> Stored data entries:

━━━━━━

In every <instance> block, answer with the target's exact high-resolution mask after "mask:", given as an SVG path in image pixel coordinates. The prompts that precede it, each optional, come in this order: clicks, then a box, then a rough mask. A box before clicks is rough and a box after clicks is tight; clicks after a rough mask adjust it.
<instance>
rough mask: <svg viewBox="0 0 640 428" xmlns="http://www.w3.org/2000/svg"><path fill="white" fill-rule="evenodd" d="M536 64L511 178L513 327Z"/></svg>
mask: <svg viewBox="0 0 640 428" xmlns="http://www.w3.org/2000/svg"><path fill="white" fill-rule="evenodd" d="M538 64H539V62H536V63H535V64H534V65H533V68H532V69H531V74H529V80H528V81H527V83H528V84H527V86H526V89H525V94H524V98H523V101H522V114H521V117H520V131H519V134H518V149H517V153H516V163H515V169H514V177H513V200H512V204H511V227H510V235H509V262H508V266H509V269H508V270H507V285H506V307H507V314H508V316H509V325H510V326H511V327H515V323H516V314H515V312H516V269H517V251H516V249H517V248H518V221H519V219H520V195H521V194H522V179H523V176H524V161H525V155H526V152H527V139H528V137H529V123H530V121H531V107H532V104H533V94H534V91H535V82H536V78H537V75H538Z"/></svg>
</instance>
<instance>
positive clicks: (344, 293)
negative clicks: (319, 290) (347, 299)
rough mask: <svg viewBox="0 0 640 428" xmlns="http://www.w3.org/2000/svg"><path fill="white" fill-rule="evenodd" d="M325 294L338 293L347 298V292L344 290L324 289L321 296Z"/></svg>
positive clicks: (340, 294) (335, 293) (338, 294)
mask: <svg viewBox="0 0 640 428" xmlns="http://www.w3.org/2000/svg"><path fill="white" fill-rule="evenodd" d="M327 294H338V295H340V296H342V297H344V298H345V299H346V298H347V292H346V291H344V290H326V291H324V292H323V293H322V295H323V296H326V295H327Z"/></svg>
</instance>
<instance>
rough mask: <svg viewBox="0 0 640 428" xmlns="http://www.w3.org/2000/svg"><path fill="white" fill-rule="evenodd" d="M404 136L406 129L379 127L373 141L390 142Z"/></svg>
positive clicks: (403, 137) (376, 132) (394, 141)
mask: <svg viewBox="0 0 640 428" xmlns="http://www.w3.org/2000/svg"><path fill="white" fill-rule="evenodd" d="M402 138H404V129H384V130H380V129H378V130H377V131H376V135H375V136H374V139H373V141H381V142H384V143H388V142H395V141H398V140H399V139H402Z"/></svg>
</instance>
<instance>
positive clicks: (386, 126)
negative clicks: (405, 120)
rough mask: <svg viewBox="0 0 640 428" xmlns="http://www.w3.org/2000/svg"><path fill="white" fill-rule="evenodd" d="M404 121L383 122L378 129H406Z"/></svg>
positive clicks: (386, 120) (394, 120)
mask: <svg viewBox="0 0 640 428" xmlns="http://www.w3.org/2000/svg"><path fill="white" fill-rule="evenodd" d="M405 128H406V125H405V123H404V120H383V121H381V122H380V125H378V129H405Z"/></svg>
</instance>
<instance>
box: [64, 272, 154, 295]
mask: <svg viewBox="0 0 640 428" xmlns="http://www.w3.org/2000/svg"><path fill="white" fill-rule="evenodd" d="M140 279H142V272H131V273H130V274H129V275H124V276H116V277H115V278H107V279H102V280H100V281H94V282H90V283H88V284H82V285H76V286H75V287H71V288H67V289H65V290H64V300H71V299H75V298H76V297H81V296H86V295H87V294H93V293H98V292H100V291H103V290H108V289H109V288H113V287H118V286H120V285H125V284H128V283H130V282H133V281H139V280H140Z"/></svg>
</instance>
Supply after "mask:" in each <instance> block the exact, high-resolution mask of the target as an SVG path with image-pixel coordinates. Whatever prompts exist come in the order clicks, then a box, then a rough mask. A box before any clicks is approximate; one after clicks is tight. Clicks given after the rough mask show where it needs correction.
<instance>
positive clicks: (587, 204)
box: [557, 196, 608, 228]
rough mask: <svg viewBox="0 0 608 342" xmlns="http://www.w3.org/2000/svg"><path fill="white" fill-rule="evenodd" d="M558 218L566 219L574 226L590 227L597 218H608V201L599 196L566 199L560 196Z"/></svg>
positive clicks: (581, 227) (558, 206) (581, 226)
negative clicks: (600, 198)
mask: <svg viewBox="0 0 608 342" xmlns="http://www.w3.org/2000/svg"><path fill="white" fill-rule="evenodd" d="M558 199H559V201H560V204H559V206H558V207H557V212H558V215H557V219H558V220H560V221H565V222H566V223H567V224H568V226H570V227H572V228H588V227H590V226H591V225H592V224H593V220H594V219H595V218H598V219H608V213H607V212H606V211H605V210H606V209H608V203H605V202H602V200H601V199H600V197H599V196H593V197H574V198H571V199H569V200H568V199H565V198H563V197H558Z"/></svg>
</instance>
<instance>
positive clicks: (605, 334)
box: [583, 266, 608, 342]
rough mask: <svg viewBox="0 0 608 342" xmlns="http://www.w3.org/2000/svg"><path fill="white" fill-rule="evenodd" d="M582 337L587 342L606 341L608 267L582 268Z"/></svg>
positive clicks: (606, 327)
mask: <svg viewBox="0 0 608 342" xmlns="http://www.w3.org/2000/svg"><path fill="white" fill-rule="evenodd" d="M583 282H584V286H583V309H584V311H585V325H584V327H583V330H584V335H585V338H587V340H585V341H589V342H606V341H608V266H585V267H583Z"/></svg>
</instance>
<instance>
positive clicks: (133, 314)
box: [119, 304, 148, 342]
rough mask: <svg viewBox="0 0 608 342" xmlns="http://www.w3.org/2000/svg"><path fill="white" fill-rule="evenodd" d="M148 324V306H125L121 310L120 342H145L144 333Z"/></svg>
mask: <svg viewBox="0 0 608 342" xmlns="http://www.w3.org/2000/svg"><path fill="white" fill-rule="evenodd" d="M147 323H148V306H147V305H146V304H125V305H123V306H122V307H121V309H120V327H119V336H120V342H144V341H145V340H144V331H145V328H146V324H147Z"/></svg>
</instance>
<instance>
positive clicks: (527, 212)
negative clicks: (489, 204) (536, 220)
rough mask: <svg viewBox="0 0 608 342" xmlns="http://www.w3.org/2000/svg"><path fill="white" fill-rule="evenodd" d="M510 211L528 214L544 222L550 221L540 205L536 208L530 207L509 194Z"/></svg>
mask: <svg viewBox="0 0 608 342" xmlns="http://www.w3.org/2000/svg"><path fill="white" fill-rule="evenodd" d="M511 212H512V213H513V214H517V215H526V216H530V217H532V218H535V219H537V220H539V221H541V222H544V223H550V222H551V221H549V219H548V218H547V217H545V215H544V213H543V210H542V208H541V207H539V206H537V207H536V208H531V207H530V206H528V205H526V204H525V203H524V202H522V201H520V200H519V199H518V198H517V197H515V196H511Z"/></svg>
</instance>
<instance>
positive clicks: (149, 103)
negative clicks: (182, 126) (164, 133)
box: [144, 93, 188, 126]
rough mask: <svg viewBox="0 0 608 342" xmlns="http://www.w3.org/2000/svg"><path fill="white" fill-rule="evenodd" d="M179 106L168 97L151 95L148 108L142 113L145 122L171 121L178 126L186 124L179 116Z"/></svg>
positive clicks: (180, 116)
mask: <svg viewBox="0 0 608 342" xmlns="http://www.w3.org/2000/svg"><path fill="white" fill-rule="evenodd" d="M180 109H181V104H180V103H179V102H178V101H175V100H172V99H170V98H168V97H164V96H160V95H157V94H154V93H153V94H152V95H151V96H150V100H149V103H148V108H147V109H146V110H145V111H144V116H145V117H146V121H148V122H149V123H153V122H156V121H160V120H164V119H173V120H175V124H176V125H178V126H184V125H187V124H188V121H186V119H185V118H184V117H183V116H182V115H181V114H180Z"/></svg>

━━━━━━

Quote every line of the data above verbatim, from start to finish.

In every <instance> block, answer with the target's exact high-resolution mask after "mask:", given as an SVG path in image pixel coordinates. The prompts that precede it, each optional, come in this order: clicks, then a box, then a rough mask. A box before clicks is rough and a box after clicks is tight; clicks after a rough mask adjust it.
<instance>
rough mask: <svg viewBox="0 0 640 428" xmlns="http://www.w3.org/2000/svg"><path fill="white" fill-rule="evenodd" d="M536 64L511 178L513 327Z"/></svg>
mask: <svg viewBox="0 0 640 428" xmlns="http://www.w3.org/2000/svg"><path fill="white" fill-rule="evenodd" d="M538 64H539V62H536V63H535V64H534V65H533V68H532V69H531V74H529V80H528V81H527V83H528V84H527V86H526V89H525V94H524V98H523V101H522V114H521V117H520V131H519V134H518V149H517V153H516V163H515V169H514V177H513V200H512V204H511V227H510V235H509V262H508V266H509V269H508V270H507V285H506V307H507V314H508V316H509V325H510V326H511V327H515V323H516V314H515V312H516V269H517V251H516V249H517V248H518V221H519V219H520V195H521V194H522V179H523V176H524V161H525V155H526V152H527V139H528V137H529V123H530V121H531V107H532V104H533V94H534V91H535V82H536V78H537V75H538Z"/></svg>
</instance>
<instance>
positive clicks: (344, 293)
negative clicks: (319, 290) (347, 299)
rough mask: <svg viewBox="0 0 640 428" xmlns="http://www.w3.org/2000/svg"><path fill="white" fill-rule="evenodd" d="M325 294L338 293L347 298V292L344 290L324 289L321 296Z"/></svg>
positive clicks: (340, 294) (335, 293) (338, 294)
mask: <svg viewBox="0 0 640 428" xmlns="http://www.w3.org/2000/svg"><path fill="white" fill-rule="evenodd" d="M327 294H338V295H340V296H342V297H344V298H345V299H346V298H347V292H346V291H344V290H326V291H324V292H323V293H322V295H323V296H326V295H327Z"/></svg>
</instance>
<instance>
rough mask: <svg viewBox="0 0 640 428" xmlns="http://www.w3.org/2000/svg"><path fill="white" fill-rule="evenodd" d="M404 136L406 129L379 127L373 141L390 142Z"/></svg>
positive clicks: (403, 137) (376, 132) (394, 141)
mask: <svg viewBox="0 0 640 428" xmlns="http://www.w3.org/2000/svg"><path fill="white" fill-rule="evenodd" d="M402 138H404V129H384V130H380V129H378V130H377V131H376V135H375V136H374V139H373V141H381V142H384V143H388V142H395V141H398V140H399V139H402Z"/></svg>
</instance>
<instance>
positive clicks: (386, 126)
negative clicks: (405, 120)
rough mask: <svg viewBox="0 0 640 428" xmlns="http://www.w3.org/2000/svg"><path fill="white" fill-rule="evenodd" d="M404 121L383 122L378 129H406Z"/></svg>
positive clicks: (386, 120) (394, 120)
mask: <svg viewBox="0 0 640 428" xmlns="http://www.w3.org/2000/svg"><path fill="white" fill-rule="evenodd" d="M405 128H406V125H405V123H404V120H383V121H381V122H380V125H378V129H405Z"/></svg>
</instance>
<instance>
box: [64, 272, 154, 295]
mask: <svg viewBox="0 0 640 428" xmlns="http://www.w3.org/2000/svg"><path fill="white" fill-rule="evenodd" d="M140 279H142V272H131V273H130V274H129V275H124V276H116V277H115V278H107V279H102V280H100V281H94V282H90V283H88V284H82V285H76V286H75V287H71V288H67V289H65V290H64V300H71V299H75V298H76V297H81V296H86V295H87V294H93V293H98V292H100V291H103V290H108V289H109V288H113V287H118V286H120V285H125V284H128V283H130V282H133V281H139V280H140Z"/></svg>
</instance>
Supply after "mask:" in each <instance> block the exact, high-resolution mask of the target as an SVG path with image-pixel coordinates. Whatever prompts exist come in the order clicks, then a box, then a rough mask. A box before any clicks is approximate; one after clicks is tight. Clicks given after the rough mask show where it needs correction.
<instance>
positive clicks: (587, 204)
box: [557, 196, 608, 228]
rough mask: <svg viewBox="0 0 608 342" xmlns="http://www.w3.org/2000/svg"><path fill="white" fill-rule="evenodd" d="M558 218L566 219L574 226L590 227L597 218H608V201L599 196L566 199L560 196Z"/></svg>
positive clicks: (581, 227) (558, 206) (581, 226)
negative clicks: (600, 198)
mask: <svg viewBox="0 0 608 342" xmlns="http://www.w3.org/2000/svg"><path fill="white" fill-rule="evenodd" d="M558 199H559V201H560V204H559V206H558V207H557V212H558V215H557V219H558V220H560V221H565V222H566V223H567V224H568V226H570V227H572V228H588V227H590V226H591V225H592V224H593V220H594V219H595V218H598V219H608V213H607V212H606V211H605V210H606V209H608V203H605V202H602V200H601V199H600V197H599V196H593V197H574V198H571V199H569V200H568V199H565V198H563V197H558Z"/></svg>
</instance>
<instance>
positive clicks: (605, 334)
box: [583, 266, 608, 342]
rough mask: <svg viewBox="0 0 608 342" xmlns="http://www.w3.org/2000/svg"><path fill="white" fill-rule="evenodd" d="M582 337L587 342L606 341L608 267L582 268Z"/></svg>
positive clicks: (606, 327)
mask: <svg viewBox="0 0 608 342" xmlns="http://www.w3.org/2000/svg"><path fill="white" fill-rule="evenodd" d="M583 282H584V286H583V309H584V311H585V325H584V327H583V330H584V335H585V338H587V340H585V341H589V342H606V341H608V266H585V267H583Z"/></svg>
</instance>
<instance>
positive clicks: (133, 314)
box: [119, 304, 148, 342]
rough mask: <svg viewBox="0 0 608 342" xmlns="http://www.w3.org/2000/svg"><path fill="white" fill-rule="evenodd" d="M148 324V306H125L121 310L120 342H145L144 333Z"/></svg>
mask: <svg viewBox="0 0 608 342" xmlns="http://www.w3.org/2000/svg"><path fill="white" fill-rule="evenodd" d="M147 323H148V306H147V305H146V304H125V305H123V306H122V307H121V309H120V327H119V336H120V342H144V341H145V340H144V331H145V328H146V324H147Z"/></svg>
</instance>
<instance>
positive clicks: (527, 212)
negative clicks: (489, 204) (536, 220)
rough mask: <svg viewBox="0 0 608 342" xmlns="http://www.w3.org/2000/svg"><path fill="white" fill-rule="evenodd" d="M510 211L528 214L544 222L550 221L540 205L536 208L530 207L509 194Z"/></svg>
mask: <svg viewBox="0 0 608 342" xmlns="http://www.w3.org/2000/svg"><path fill="white" fill-rule="evenodd" d="M511 212H512V213H513V214H517V215H526V216H530V217H532V218H535V219H537V220H539V221H541V222H544V223H550V222H551V221H549V219H548V218H547V217H545V215H544V213H543V210H542V208H541V207H539V206H537V207H536V208H531V207H530V206H528V205H526V204H525V203H524V202H522V201H520V200H519V199H518V198H517V197H515V196H511Z"/></svg>
</instance>
<instance>
positive clicks: (149, 103)
negative clicks: (182, 126) (164, 133)
box: [144, 93, 188, 126]
rough mask: <svg viewBox="0 0 608 342" xmlns="http://www.w3.org/2000/svg"><path fill="white" fill-rule="evenodd" d="M179 106L168 97L151 95L148 108L142 113L145 122L171 121L178 126L186 124L179 116Z"/></svg>
positive clicks: (180, 116)
mask: <svg viewBox="0 0 608 342" xmlns="http://www.w3.org/2000/svg"><path fill="white" fill-rule="evenodd" d="M180 109H181V104H180V103H179V102H178V101H175V100H172V99H170V98H168V97H164V96H160V95H157V94H154V93H153V94H152V95H151V96H150V100H149V103H148V108H147V109H146V110H145V111H144V116H145V117H146V121H148V122H149V123H153V122H156V121H160V120H164V119H173V120H175V124H176V125H178V126H184V125H187V124H188V121H186V119H185V118H184V117H183V116H182V115H181V114H180Z"/></svg>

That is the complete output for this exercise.